Entries on locating named things:
## BEGIN

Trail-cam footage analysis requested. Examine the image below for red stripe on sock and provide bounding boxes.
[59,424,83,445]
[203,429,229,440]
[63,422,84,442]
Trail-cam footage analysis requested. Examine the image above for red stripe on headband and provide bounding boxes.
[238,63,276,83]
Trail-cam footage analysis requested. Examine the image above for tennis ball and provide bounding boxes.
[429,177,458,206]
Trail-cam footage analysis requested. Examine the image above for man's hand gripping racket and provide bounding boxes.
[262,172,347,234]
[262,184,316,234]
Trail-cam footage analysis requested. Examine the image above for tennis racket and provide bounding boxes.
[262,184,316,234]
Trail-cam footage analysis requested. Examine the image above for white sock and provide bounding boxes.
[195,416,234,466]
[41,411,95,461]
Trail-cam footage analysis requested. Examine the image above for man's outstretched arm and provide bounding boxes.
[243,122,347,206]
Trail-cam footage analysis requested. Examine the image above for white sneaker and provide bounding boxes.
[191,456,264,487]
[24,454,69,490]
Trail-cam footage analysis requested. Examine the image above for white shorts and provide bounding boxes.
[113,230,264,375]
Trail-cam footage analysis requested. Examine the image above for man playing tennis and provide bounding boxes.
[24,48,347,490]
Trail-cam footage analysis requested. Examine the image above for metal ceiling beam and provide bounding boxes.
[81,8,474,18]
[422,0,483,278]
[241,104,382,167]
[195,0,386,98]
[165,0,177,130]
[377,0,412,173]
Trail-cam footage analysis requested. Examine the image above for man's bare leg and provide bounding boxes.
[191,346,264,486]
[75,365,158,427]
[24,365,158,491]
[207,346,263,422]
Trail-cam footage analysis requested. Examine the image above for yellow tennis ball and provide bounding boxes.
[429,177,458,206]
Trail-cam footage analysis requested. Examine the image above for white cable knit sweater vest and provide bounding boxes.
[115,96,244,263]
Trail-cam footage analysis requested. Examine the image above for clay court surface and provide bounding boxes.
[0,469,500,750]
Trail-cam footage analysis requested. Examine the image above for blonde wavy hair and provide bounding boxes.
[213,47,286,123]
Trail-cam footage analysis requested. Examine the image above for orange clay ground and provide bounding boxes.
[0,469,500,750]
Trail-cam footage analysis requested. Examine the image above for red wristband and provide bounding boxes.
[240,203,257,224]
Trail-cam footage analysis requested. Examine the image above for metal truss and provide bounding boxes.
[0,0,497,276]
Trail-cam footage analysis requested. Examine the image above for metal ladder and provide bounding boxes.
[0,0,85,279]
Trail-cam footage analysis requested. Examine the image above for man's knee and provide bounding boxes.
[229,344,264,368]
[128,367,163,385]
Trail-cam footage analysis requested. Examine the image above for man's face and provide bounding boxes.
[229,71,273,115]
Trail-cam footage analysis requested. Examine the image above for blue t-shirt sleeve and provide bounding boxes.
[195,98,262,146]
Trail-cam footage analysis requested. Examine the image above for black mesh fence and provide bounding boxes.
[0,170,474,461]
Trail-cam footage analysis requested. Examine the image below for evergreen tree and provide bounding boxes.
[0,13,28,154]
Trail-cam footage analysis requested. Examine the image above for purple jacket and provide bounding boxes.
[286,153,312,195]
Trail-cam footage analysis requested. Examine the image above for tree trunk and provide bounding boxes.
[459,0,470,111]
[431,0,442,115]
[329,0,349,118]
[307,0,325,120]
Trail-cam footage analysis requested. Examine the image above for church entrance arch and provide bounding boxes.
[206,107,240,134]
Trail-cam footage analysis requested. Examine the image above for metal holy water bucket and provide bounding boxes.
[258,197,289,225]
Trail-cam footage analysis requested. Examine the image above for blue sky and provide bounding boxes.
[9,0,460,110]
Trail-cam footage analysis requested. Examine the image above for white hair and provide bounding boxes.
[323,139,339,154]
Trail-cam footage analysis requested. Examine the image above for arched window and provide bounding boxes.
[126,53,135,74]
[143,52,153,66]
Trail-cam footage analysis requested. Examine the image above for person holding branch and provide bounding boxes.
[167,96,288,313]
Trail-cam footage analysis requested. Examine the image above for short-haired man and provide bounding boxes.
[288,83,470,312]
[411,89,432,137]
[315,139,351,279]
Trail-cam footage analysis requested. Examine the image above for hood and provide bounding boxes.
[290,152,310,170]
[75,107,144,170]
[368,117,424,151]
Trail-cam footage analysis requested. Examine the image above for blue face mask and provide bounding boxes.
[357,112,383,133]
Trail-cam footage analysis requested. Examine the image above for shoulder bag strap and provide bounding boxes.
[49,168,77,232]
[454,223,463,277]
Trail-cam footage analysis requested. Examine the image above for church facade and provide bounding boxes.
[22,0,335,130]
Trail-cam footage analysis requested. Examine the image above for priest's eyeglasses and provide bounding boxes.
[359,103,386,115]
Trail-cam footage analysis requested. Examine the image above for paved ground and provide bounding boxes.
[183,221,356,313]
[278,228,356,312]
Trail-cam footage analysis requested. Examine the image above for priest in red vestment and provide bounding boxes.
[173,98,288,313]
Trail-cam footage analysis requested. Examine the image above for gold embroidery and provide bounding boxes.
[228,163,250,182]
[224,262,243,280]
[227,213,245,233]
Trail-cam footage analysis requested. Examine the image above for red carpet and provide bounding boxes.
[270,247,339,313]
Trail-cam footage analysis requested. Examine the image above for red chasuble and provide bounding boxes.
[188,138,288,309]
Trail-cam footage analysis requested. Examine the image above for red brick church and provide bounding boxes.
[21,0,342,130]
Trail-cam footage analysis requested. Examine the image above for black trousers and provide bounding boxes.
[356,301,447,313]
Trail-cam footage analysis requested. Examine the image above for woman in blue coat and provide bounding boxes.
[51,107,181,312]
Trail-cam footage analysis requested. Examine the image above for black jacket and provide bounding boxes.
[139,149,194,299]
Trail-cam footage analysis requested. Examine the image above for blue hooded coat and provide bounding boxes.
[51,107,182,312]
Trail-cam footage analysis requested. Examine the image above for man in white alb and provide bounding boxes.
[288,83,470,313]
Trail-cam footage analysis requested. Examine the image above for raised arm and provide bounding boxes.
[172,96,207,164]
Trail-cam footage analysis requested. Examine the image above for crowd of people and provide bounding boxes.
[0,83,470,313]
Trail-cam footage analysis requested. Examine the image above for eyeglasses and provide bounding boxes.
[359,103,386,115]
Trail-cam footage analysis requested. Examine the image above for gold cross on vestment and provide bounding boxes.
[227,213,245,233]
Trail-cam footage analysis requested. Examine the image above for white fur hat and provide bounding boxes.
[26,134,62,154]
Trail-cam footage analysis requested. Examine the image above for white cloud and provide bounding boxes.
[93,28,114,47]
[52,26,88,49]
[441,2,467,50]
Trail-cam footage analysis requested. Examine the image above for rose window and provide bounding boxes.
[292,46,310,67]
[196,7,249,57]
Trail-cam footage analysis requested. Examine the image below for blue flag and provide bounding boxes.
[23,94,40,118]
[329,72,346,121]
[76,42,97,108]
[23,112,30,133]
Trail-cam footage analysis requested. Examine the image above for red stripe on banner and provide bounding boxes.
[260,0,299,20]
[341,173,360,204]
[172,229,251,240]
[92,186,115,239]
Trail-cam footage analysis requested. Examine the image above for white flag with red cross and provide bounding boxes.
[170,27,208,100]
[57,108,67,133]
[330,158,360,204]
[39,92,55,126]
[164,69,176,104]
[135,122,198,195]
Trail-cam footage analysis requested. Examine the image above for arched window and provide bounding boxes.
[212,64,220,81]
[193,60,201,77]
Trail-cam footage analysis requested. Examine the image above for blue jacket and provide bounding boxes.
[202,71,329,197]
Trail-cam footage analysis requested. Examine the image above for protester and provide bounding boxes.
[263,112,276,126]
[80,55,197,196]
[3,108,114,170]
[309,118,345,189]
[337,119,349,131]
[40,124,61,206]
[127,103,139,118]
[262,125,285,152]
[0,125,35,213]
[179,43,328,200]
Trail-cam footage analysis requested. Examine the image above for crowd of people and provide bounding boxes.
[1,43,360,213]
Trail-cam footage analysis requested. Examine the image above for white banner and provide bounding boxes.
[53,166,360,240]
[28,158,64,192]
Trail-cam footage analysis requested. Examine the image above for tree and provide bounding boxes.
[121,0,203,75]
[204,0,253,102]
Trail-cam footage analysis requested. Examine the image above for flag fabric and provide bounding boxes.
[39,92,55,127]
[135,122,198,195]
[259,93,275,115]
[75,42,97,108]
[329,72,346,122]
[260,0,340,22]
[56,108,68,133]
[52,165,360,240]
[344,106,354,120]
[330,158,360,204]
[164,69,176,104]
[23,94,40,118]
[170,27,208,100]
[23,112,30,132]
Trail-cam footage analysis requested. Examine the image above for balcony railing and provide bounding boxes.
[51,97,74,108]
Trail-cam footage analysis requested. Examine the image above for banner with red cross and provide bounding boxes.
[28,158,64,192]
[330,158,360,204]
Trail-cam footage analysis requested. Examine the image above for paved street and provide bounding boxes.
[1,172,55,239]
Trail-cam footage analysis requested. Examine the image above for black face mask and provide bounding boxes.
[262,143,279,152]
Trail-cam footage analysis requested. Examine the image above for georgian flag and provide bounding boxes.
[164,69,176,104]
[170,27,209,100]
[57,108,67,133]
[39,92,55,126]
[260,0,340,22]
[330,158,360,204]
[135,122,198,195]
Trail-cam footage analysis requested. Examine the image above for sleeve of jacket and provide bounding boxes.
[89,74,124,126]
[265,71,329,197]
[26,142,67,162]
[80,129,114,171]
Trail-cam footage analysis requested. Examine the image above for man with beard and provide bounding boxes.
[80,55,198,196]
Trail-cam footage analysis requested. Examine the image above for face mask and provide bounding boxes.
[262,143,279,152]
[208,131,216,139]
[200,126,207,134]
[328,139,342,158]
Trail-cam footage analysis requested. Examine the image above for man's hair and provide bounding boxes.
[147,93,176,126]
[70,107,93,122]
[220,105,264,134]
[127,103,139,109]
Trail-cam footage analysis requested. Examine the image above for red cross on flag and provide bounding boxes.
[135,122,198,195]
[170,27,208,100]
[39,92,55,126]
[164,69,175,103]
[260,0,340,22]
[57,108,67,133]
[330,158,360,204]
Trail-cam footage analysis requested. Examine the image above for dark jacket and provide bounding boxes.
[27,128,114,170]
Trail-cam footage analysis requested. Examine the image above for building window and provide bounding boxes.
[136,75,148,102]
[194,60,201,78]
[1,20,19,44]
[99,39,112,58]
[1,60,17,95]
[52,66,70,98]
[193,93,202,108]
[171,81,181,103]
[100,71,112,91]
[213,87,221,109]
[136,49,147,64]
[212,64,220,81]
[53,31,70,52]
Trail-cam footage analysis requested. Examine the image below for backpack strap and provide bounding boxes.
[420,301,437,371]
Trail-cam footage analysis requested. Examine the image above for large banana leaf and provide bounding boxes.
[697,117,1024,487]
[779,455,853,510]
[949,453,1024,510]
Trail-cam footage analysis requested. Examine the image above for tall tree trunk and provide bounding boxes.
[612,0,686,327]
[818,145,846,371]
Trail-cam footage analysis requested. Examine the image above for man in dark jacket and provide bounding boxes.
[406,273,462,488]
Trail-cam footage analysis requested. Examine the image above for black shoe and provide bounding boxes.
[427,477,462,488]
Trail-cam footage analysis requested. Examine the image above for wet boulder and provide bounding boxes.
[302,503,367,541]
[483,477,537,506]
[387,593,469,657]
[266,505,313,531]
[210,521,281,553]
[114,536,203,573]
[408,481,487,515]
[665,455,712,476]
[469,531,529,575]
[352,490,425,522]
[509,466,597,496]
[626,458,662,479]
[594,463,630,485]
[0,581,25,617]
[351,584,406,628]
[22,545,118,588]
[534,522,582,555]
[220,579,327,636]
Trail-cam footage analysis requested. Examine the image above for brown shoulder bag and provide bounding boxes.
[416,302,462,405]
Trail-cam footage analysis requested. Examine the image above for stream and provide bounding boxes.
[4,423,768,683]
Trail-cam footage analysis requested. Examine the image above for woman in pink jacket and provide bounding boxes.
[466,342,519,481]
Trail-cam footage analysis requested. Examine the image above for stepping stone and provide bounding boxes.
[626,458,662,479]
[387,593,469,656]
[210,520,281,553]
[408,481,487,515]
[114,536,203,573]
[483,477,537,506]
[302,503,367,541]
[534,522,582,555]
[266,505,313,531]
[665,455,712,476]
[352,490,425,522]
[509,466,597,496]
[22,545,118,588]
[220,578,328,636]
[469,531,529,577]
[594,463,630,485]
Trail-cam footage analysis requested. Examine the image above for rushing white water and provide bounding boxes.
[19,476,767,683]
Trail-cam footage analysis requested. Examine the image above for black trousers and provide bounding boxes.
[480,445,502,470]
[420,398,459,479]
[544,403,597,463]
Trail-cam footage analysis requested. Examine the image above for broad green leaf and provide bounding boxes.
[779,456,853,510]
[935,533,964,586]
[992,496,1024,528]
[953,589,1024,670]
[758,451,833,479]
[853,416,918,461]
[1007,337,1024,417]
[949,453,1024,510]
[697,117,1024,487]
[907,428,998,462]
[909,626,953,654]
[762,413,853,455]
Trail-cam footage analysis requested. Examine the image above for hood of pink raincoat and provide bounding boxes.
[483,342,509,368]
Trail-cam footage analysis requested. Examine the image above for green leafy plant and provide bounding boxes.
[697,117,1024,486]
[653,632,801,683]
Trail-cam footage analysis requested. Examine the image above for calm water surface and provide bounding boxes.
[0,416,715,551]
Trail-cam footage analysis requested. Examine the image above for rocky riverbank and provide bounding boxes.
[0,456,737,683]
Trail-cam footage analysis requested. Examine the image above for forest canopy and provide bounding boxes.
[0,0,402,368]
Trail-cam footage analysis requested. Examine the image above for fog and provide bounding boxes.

## END

What you need to do: Please rewrite the entries from the line containing "wavy hair and provide bounding boxes." down to the line containing "[229,71,273,115]", replacing "metal" with "steel" and leaving everything else unchanged.

Reply:
Trail-cam footage analysis requested. Examine the image above for blonde wavy hair and provide bounding boxes.
[213,47,286,123]
Trail-cam footage analysis requested. Examine the image above for orange clay ground and provide bounding boxes.
[0,469,500,750]
Trail-cam footage analysis requested. Examine the image above for red wristband and provide bounding boxes.
[240,203,257,224]
Trail-cam footage analysis requested. Examine the image above for steel truss and provide bounding boxes.
[0,0,497,276]
Trail-cam footage analysis requested. Examine the image above for steel ladder and provide bounding boxes.
[0,0,85,279]
Trail-cam footage analysis requested. Examine the image above for man's knee and provide bounding boxes.
[229,344,264,368]
[128,367,163,385]
Trail-cam footage analysis requested. Examine the image above for man's face and provide bounding boxes.
[229,71,273,115]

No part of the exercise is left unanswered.